Study text ▸

• • • • • • •

Connecting to socrata datasets from R
The socrata data platform allows governments to make data easily available, both for their own use and publicly.
The easiest way to get data that is hosted on a socrata platform into R for analysis is through the RSocrata package. This post walks through how to do this
First, we need to source some data. In this example, we are going to use data from the state of Connecticut’s COVID-19 portal. This will allow us to analyze daily cases, hospitalization trends and death rates progression across the state.
To do this, we need to find the source of the data tables. Connecticut makes this easy having provided a data portal here. We can navigate through to the county-level data to view the information. To get the link to the data, we can select the API button and get a link to the required JSON information
This gives us all the information we need to extract data and analyze this data set. To start with we will need to download devtools and install the RSocrata package from github. At this point we are also going to include a few other libraries to help with the analysis
#install.packages(“devtools”)
#devtools::install_github(“Chicago/RSocrata”)
library(RSocrata)
library(ggplot2)
library(lubridate)
library(scales)
library(dplyr)
Once we have everything installed and ready to go, we can load and cleanup the dataset. Note that the data is downloaded in character format and needs converting to numbers for calculations and charting. The JSON link from the online dataset is used here.
ct.county.data=read.socrata("https://data.ct.gov/resource/bfnu-rgqt.json")
ct.county.data$cases=as.numeric(ct.county.data$cases)
ct.county.data$hospitalization=as.numeric(ct.county.data$hospitalization)
ct.county.data$deaths=as.numeric(ct.county.data$deaths)
This data is structured as running-totals of cases and deaths, along with the current daily hospitalization rates. To clean up this data, we can uses the mutate function from dply to create a difference between 2 values within each group (groups in this case are counties)
ct.county.data=ct.county.data%>%
group_by(county)%>%
mutate(cases_daily=cases-lag(cases, default=0),
deaths_daily=deaths-lag(deaths, default=0))%>%
select(dateupdated, county, hospitalization, cases_daily, deaths_daily)%>%
gather("metric", "value", -c(dateupdated, county))
In addition, this data has been converted into ‘long’ format, to make the visualization of the data slightly easier. Using ggplot we can quickly chart this data to see the latest trends
county.chart=ggplot(data=ct.county.data)+
geom_line(aes(x=dateupdated, y=value, color=county))+
facet_grid(metric~., scales="free")+
scale_color_brewer(palette="Dark2")+
scale_y_continuous(labels=comma)+
theme_minimal()+
labs(title="",
subtitle="daily COVID-19 cases in Connecticut by county",
x="",
y="",
caption="")
from this data, through May 12th 2020, we can see the declining hospitalization trends, but also the high degree of variability in daily cases that have been caused by the delivery of sample-results (In this view, the case data is mapped to the sample result date, not the date of the test)

• • • • • • •

Copy, word for word, the stretch of the post on loading Socrata data into R from "library(dplyr)" through "ct.county.data$deaths=as.numeric(ct.county.data$deaths)".

Data records ▸
• • • • • • •

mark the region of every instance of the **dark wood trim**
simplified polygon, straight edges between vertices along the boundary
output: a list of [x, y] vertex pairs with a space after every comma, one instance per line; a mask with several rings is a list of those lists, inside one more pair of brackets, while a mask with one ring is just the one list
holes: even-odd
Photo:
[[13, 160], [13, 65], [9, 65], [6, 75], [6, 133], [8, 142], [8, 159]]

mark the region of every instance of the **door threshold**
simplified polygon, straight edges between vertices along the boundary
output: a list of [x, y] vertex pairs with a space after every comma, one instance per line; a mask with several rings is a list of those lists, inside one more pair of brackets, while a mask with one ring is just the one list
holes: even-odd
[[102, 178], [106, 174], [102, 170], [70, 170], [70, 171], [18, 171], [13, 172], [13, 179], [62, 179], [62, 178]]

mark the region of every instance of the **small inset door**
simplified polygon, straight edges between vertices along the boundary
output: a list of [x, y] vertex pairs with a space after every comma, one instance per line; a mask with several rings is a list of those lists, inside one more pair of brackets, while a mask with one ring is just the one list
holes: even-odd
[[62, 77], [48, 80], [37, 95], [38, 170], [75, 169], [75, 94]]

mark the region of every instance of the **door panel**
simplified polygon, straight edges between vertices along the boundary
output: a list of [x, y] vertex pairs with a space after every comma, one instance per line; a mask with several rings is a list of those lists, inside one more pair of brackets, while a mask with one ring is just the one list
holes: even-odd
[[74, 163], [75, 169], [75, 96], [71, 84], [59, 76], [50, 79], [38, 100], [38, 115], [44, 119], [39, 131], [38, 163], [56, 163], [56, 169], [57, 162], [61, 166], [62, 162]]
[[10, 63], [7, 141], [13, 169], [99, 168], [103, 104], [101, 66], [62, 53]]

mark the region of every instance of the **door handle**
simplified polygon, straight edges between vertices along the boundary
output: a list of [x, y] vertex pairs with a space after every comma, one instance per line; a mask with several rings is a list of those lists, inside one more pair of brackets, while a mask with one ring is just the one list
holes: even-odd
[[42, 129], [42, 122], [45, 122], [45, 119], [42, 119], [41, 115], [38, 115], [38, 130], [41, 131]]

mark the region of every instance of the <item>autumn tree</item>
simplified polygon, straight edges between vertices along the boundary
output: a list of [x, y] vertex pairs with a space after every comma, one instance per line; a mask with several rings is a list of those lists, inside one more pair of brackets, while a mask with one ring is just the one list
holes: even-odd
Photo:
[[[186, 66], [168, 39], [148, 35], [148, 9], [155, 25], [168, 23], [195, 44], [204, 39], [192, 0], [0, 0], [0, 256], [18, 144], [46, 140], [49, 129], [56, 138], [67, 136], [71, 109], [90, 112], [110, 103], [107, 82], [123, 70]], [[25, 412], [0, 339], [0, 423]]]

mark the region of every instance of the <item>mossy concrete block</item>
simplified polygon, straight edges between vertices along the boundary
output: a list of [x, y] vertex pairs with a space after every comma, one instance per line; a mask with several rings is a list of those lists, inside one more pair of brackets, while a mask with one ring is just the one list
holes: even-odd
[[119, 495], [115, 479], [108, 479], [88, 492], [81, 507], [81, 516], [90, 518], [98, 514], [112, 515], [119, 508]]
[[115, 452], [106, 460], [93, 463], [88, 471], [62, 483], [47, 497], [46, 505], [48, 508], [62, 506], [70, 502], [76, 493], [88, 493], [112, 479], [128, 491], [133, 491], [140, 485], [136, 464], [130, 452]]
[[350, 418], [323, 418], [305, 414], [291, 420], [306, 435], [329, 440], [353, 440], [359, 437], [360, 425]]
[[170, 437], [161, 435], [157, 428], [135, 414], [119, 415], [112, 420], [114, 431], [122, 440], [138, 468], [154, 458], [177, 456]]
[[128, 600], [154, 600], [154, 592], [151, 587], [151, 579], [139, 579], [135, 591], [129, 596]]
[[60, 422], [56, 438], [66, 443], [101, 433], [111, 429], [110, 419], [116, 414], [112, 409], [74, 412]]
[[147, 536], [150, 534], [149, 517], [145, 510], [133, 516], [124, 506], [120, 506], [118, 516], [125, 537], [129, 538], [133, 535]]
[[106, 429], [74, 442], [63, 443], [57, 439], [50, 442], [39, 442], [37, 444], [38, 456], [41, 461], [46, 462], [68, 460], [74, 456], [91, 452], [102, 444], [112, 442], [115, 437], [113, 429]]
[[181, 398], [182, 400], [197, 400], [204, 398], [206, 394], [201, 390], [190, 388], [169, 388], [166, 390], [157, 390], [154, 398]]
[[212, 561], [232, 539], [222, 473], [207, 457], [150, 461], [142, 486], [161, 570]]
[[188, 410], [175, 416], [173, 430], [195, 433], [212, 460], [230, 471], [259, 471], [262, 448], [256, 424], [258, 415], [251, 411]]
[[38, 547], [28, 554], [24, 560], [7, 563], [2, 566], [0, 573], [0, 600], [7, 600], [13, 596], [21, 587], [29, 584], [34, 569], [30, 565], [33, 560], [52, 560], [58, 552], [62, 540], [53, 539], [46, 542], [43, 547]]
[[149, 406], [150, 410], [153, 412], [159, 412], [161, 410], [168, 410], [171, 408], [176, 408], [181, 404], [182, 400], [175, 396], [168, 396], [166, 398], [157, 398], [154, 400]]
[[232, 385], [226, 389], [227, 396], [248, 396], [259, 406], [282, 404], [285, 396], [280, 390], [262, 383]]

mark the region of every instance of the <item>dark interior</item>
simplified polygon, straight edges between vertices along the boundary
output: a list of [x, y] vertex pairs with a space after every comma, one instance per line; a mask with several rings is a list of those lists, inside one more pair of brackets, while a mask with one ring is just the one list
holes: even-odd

• • • • • • •

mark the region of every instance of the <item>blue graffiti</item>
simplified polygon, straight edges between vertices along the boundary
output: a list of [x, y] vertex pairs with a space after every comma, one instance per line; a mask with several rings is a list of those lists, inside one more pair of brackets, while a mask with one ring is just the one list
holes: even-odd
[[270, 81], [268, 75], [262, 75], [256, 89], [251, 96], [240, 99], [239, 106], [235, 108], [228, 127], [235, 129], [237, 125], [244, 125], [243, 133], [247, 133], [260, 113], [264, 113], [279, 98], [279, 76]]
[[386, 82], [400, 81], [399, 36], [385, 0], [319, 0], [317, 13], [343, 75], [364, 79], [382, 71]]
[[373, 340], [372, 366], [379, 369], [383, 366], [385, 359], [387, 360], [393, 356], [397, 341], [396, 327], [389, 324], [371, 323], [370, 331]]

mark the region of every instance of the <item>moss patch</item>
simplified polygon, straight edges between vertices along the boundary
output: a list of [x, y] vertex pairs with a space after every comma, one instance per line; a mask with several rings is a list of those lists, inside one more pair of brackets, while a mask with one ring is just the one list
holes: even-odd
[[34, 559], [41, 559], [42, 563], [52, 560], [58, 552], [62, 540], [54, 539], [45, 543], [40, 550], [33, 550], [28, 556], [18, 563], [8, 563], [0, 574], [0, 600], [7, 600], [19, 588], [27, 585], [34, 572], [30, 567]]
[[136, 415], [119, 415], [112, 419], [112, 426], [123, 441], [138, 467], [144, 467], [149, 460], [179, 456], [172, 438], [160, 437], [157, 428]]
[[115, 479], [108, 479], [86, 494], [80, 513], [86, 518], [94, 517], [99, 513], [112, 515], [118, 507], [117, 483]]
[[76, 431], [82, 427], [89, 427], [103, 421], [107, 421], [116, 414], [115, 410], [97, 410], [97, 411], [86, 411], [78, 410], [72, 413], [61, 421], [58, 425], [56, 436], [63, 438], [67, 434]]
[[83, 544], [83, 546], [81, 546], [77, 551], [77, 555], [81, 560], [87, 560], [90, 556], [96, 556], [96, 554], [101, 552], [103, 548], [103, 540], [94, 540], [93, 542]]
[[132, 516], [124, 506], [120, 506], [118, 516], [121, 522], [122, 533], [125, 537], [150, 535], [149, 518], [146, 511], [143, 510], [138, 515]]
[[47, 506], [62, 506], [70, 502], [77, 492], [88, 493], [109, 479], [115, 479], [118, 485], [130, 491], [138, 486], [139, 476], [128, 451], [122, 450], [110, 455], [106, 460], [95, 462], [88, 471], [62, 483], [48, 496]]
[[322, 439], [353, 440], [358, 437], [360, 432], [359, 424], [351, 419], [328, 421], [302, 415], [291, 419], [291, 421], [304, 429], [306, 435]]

• • • • • • •

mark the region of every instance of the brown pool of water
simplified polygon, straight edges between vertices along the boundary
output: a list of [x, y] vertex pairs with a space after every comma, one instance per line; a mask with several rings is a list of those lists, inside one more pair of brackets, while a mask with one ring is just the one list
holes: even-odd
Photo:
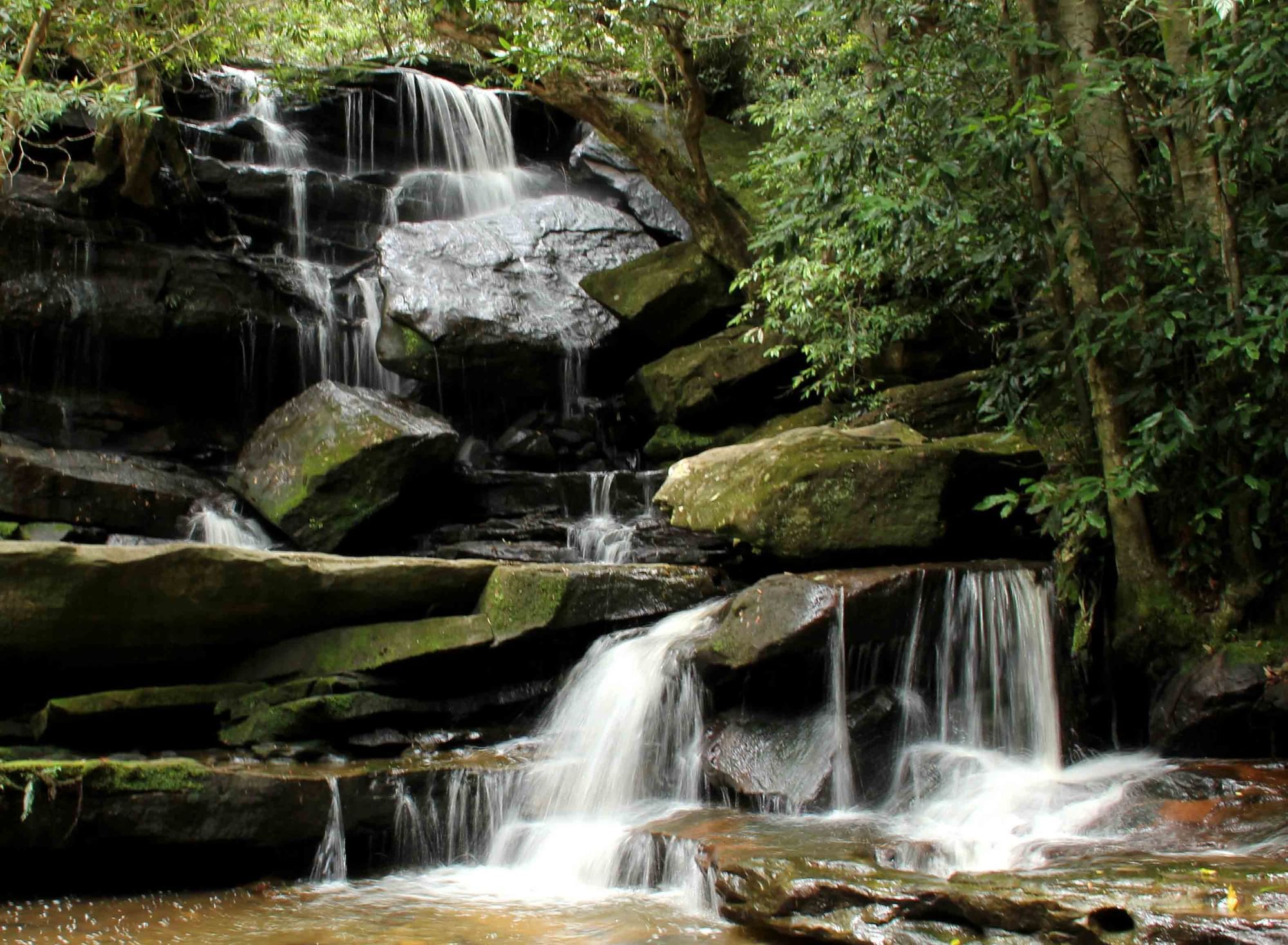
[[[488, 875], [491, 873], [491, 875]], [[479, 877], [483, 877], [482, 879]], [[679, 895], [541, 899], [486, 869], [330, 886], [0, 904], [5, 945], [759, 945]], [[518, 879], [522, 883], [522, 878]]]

• • • • • • •

Answer for the task ▸
library(dplyr)
Once we have everything installed and ready to go, we can load and cleanup the dataset. Note that the data is downloaded in character format and needs converting to numbers for calculations and charting. The JSON link from the online dataset is used here.
ct.county.data=read.socrata("https://data.ct.gov/resource/bfnu-rgqt.json")
ct.county.data$cases=as.numeric(ct.county.data$cases)
ct.county.data$hospitalization=as.numeric(ct.county.data$hospitalization)
ct.county.data$deaths=as.numeric(ct.county.data$deaths)